- Instructions to follow
Pick out each line of the entries below that contains the string "carport", and copy every such line in full.

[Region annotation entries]
____________

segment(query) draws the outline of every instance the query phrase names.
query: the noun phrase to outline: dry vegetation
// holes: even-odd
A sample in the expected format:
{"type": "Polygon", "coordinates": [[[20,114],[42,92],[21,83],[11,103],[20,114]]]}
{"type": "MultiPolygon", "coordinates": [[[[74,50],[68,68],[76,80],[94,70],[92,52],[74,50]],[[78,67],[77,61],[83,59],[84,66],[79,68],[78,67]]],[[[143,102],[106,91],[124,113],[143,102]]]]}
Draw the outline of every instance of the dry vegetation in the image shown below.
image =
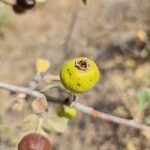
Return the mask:
{"type": "MultiPolygon", "coordinates": [[[[81,103],[143,121],[150,112],[137,111],[135,97],[150,86],[149,0],[89,0],[86,6],[65,2],[48,0],[23,15],[0,3],[0,81],[27,85],[39,57],[50,59],[54,74],[69,58],[91,57],[101,68],[101,81],[79,95],[81,103]]],[[[0,90],[0,113],[15,124],[27,112],[10,115],[12,101],[8,91],[0,90]]],[[[14,149],[9,141],[1,142],[5,136],[0,135],[0,149],[14,149]]],[[[51,133],[50,138],[54,150],[150,149],[150,133],[82,113],[64,134],[51,133]]]]}

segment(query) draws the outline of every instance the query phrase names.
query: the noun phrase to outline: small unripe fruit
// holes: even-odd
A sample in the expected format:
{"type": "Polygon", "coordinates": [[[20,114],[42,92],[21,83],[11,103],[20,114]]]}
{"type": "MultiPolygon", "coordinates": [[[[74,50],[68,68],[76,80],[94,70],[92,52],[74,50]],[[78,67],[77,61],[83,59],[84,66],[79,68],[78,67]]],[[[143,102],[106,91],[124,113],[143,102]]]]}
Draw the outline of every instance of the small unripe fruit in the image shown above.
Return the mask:
{"type": "Polygon", "coordinates": [[[92,88],[99,80],[100,72],[95,62],[86,57],[72,59],[60,70],[64,87],[74,93],[83,93],[92,88]]]}
{"type": "Polygon", "coordinates": [[[59,106],[57,108],[57,114],[60,117],[73,119],[77,115],[77,110],[73,107],[63,105],[63,106],[59,106]]]}
{"type": "Polygon", "coordinates": [[[51,143],[38,133],[30,133],[21,139],[18,150],[51,150],[51,143]]]}

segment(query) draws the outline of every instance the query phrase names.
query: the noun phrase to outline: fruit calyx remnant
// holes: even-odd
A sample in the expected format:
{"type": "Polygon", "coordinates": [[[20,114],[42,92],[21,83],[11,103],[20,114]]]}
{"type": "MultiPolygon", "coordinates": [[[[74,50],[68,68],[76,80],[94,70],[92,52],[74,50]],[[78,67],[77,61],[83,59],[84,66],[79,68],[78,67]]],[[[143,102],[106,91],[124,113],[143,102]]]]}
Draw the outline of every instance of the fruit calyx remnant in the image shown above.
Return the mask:
{"type": "Polygon", "coordinates": [[[75,67],[77,67],[80,70],[86,71],[89,68],[89,66],[90,64],[87,62],[87,58],[75,61],[75,67]]]}

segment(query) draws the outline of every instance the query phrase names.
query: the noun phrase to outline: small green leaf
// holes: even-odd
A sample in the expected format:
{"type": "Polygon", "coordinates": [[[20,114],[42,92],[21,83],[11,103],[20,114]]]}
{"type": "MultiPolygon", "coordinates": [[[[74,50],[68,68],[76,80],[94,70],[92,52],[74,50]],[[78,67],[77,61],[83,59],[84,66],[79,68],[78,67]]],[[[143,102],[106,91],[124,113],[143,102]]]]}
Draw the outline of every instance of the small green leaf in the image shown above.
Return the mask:
{"type": "Polygon", "coordinates": [[[145,119],[144,119],[144,122],[148,125],[150,125],[150,116],[147,116],[145,119]]]}
{"type": "Polygon", "coordinates": [[[137,108],[140,111],[147,109],[150,106],[150,89],[144,88],[137,94],[136,98],[137,108]]]}
{"type": "Polygon", "coordinates": [[[83,4],[86,4],[87,0],[82,0],[83,4]]]}

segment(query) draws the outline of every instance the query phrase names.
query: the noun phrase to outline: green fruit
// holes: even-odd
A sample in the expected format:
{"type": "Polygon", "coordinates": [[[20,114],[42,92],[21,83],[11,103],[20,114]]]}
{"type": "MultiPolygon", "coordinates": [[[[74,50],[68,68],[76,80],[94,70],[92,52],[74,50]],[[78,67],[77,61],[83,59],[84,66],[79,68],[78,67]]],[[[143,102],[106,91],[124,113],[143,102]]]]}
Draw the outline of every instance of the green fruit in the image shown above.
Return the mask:
{"type": "Polygon", "coordinates": [[[57,114],[59,117],[73,119],[77,115],[77,110],[73,107],[62,105],[57,108],[57,114]]]}
{"type": "Polygon", "coordinates": [[[60,70],[60,80],[64,87],[75,93],[83,93],[99,80],[100,72],[95,62],[86,57],[72,59],[60,70]]]}

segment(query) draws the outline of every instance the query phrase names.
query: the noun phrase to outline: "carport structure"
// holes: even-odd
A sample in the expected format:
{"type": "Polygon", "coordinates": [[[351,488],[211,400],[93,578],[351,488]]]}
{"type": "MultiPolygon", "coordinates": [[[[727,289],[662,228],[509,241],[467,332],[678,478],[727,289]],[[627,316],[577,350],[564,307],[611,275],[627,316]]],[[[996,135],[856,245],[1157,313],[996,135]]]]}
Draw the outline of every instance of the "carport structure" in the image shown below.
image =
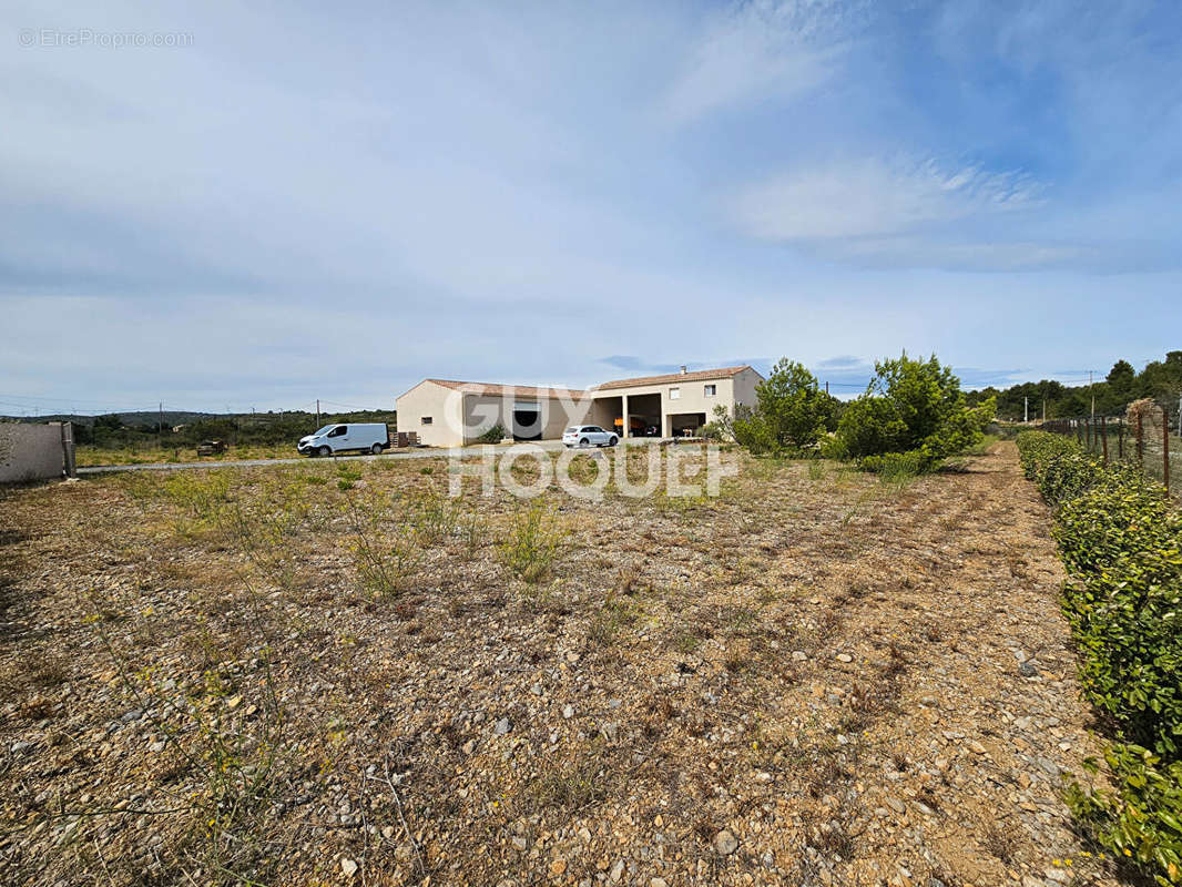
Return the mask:
{"type": "Polygon", "coordinates": [[[572,425],[598,425],[621,438],[681,436],[723,407],[755,403],[762,381],[751,367],[619,378],[586,389],[427,378],[398,397],[398,430],[428,446],[463,446],[494,422],[515,440],[554,440],[572,425]]]}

____________

- Exercise result
query: the noun phrase to outline: "carport structure"
Draw the outline of every instance of the "carport structure" in the image shown below.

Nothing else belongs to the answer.